--- RECORD SET ---

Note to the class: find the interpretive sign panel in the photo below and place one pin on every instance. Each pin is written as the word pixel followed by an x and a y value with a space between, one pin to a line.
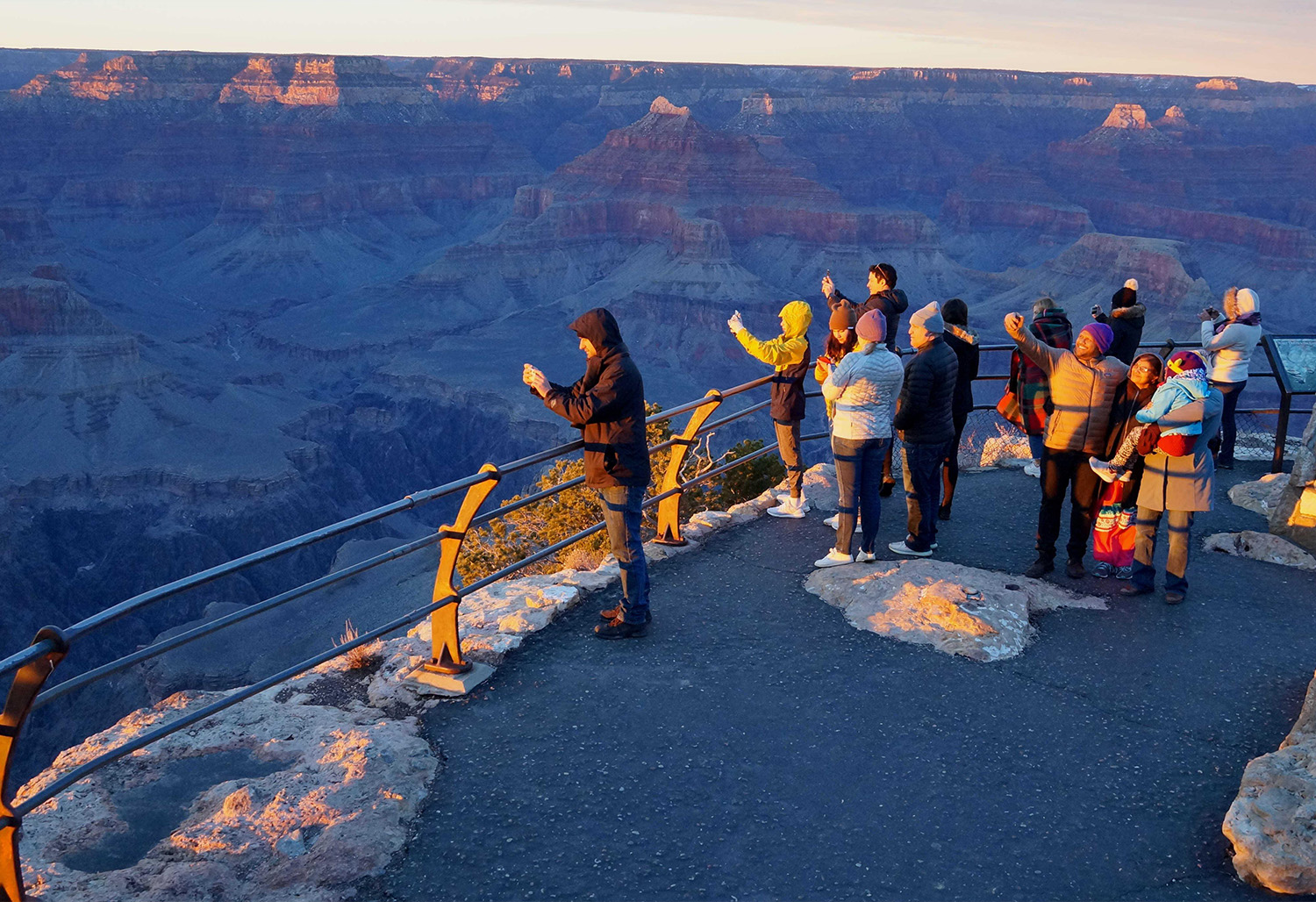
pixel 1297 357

---
--- RECORD SET ---

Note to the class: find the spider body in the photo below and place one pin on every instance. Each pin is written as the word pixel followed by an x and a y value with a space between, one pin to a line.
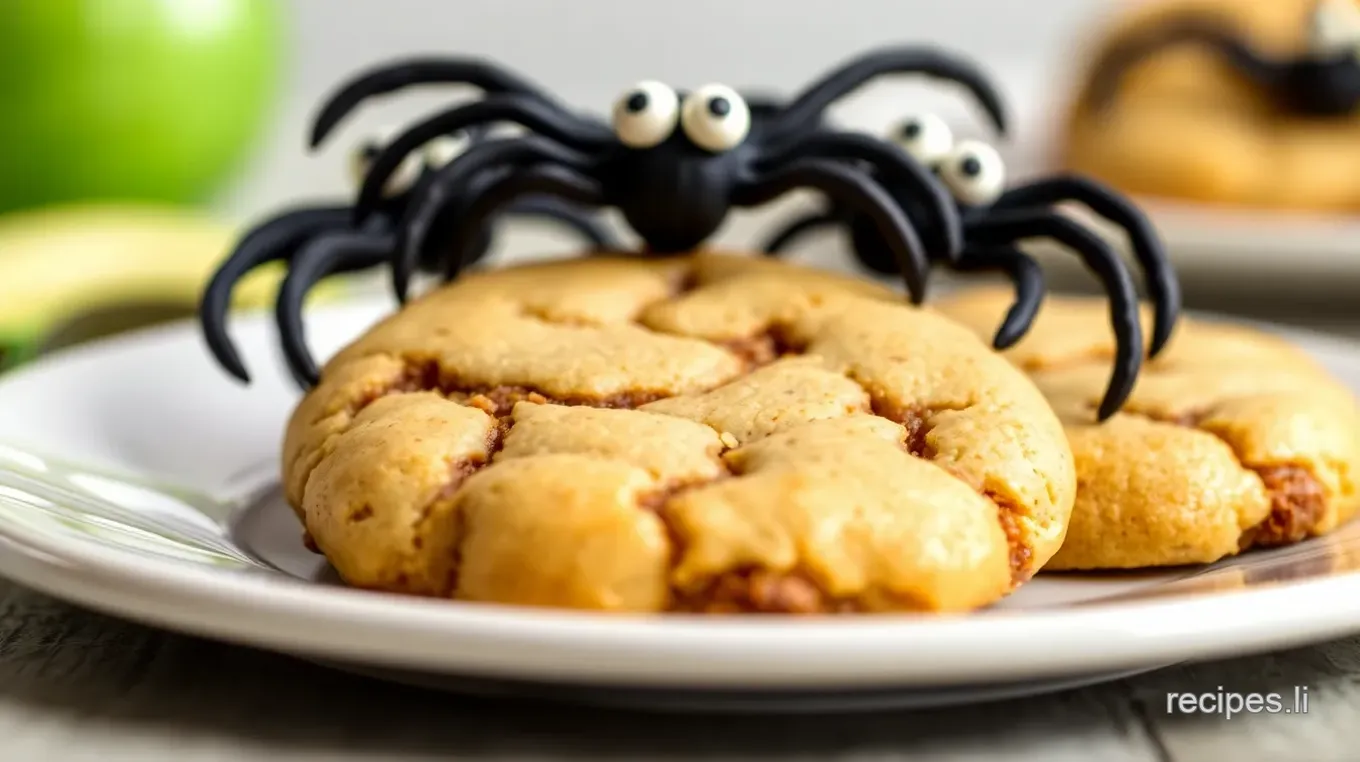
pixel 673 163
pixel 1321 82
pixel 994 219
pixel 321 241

---

### JOB
In the material, from the line with "Note to the class: find the spider" up to and including the line with "pixel 321 241", rename "spider body" to "arachnid body" and give those lines again with nothing else altered and the picture left out.

### RESPONSE TO THE EXERCISE
Note to the class: find the arachnid body in the photo below and place one pin on every instance. Each pin is written as the word pixel followed by an x and a y value with a space between, one pin to a line.
pixel 673 163
pixel 1321 82
pixel 994 219
pixel 321 241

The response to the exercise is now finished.